### Provided text
Diana sent me a link to a reading Norman gave at Punahou a few years ago. I had forgotten his strong New England accent (he was originally from Pawtucket, RI). And, while the poems remind me more of Wright and Bly perhaps, the accent brings into play the inheritance from Frost, for whom the outside world--whether farming or, in Norman's case, hunting and fishing--was an inevitable allegory for the cruelties of the human heart. Here is the YouTube video from 2008. "A Note for Amy" is worth listening to for the taut "t" sounds alone. Beauty's spit / ting image.




Let me copy the poem I mentioned at the outset, the one posted by Joe Tsujimoto on facebook, and lineate it as best I can, using facebook's lineation and my own guess work. I have Chris Hindley's permission to do so.

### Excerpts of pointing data
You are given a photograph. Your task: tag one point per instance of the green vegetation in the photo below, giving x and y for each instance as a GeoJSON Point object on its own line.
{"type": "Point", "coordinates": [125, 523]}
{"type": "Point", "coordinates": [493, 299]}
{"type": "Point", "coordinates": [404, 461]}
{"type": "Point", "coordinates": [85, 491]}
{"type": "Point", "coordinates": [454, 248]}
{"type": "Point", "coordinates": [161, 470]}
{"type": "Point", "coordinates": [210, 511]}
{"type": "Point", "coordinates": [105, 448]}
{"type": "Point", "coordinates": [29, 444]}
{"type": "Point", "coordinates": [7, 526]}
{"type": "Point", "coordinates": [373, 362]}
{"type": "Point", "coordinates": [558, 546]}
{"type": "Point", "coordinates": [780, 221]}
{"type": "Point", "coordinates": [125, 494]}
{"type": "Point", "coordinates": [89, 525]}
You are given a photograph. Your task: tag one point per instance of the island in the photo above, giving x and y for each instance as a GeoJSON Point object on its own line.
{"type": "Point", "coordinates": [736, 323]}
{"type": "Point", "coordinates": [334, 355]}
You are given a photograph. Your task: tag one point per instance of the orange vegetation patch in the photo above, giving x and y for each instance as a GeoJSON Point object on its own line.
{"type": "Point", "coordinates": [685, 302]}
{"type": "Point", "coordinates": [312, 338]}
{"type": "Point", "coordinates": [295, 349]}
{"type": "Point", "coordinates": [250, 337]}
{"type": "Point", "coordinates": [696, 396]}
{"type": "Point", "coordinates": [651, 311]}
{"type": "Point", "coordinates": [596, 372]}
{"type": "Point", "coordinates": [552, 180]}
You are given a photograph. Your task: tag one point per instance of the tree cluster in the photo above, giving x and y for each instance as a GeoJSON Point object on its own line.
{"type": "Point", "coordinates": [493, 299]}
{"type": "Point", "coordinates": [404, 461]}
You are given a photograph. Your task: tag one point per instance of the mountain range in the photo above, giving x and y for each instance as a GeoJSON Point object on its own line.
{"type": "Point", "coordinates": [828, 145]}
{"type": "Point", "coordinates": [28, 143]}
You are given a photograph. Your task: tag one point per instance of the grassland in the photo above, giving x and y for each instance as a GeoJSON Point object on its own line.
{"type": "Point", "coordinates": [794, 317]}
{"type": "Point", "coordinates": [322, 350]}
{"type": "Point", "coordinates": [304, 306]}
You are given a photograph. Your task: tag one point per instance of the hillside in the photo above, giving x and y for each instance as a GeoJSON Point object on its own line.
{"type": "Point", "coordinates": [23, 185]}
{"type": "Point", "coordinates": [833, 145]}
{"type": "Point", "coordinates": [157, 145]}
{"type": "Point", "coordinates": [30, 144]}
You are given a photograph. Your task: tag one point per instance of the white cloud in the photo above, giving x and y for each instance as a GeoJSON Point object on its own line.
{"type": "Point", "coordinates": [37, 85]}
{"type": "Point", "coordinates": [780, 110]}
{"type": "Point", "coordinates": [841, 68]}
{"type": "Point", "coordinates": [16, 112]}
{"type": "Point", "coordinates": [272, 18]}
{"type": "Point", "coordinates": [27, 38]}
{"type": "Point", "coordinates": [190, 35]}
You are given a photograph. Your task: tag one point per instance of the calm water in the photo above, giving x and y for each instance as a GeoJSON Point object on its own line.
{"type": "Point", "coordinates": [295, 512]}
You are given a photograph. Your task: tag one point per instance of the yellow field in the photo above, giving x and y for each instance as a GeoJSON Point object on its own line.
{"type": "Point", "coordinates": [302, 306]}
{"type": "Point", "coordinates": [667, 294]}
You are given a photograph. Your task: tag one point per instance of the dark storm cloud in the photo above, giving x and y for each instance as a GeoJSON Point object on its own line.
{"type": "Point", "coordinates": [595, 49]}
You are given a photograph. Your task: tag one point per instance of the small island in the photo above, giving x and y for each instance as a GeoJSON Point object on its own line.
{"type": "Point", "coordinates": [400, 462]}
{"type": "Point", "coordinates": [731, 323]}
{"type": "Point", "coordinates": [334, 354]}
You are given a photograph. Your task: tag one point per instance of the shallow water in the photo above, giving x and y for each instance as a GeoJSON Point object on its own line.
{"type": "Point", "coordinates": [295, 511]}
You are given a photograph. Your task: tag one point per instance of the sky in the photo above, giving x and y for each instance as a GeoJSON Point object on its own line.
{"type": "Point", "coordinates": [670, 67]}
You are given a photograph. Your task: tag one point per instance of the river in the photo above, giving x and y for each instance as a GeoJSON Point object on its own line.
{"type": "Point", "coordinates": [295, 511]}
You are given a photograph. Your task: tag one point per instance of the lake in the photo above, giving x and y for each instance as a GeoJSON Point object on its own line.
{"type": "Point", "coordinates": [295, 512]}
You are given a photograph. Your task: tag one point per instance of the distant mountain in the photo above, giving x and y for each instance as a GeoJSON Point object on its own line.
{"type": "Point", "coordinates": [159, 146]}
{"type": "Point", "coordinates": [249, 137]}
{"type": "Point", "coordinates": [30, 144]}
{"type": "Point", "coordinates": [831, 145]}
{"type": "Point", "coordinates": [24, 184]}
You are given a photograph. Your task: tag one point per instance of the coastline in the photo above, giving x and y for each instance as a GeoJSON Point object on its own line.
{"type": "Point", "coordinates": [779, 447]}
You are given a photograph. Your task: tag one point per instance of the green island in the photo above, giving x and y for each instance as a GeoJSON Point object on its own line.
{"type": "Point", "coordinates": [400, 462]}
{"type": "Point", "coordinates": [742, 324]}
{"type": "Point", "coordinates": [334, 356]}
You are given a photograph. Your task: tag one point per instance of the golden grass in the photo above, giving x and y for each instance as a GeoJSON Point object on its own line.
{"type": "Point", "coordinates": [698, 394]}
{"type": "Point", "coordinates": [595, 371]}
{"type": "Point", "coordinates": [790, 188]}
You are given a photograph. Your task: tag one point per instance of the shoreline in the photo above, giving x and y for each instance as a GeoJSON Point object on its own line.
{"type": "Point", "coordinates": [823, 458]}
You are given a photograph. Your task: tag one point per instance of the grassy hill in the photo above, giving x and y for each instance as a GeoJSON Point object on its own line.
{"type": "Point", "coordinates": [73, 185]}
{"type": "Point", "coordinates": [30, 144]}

### Requirements
A: Copy the lines of the listing word for word, starting with the line that contains "of the golden" and continuing through the final line of the listing, with both of those lines included.
B: Pick up the passage about Norman's reading and poems where it stops, and keep writing it.

### Responses to the exercise
A:
You are given a photograph. Your task: tag one point per instance of the golden grass in the photo above, giving x and y for each instance as a GeoJSON Point object on its own line.
{"type": "Point", "coordinates": [698, 394]}
{"type": "Point", "coordinates": [595, 371]}
{"type": "Point", "coordinates": [790, 188]}
You are given a photograph. Your task: tag one point per instance of the shoreline in the photo above, giving x and y for each instance as a GeoJSON Point object on its own line.
{"type": "Point", "coordinates": [823, 458]}
You are given a photograph. Your task: tag one point per instance of the grassy hill in the photo above, giving x and y for each instance as a GeoJSON Point object on its own line.
{"type": "Point", "coordinates": [73, 185]}
{"type": "Point", "coordinates": [30, 144]}

B:
hill Mary
a song of heaven


behind the orchard
a pathway winds
enchanted as a wand
rising in graceful increments
toward the balm of proclaimed lands


fields 
of vigorous grass effect
a well-abounding yellow-green
they preen and ripple
on a threadbare breeze
an inland sea of radiant hay


abiding orphic
to the native ear
its compass points 
implied by titanic trees
their august leaves
stupendous green


registered on these are
destinations dates e.t.a.'s
of ships of men of rank and names
stark delphic inklings of solar
winds that scorch the seas auroral
vaults in arctic freeze
scribed by prescient sailors
onto trunks limbs stumps
and skins on concentric rings
of transcendent trees


From "hill Mary" on, this poem brings Hindley's keen eye for the world together with a spiritual impulse that seems absent from the 1984 book. "Hill Mary" may not be hailed, but perhaps offers some grace to the aging poet. He still recognizes the orphic, violated, fragments in his own voice, but ends with "transcendent trees" and no punctuation, rather than with an empty March, and a period. From March to Mary, from blood in the water to "a well-abounding yellow-green" is quite a voyage. I look forward to seeing more of how he got there.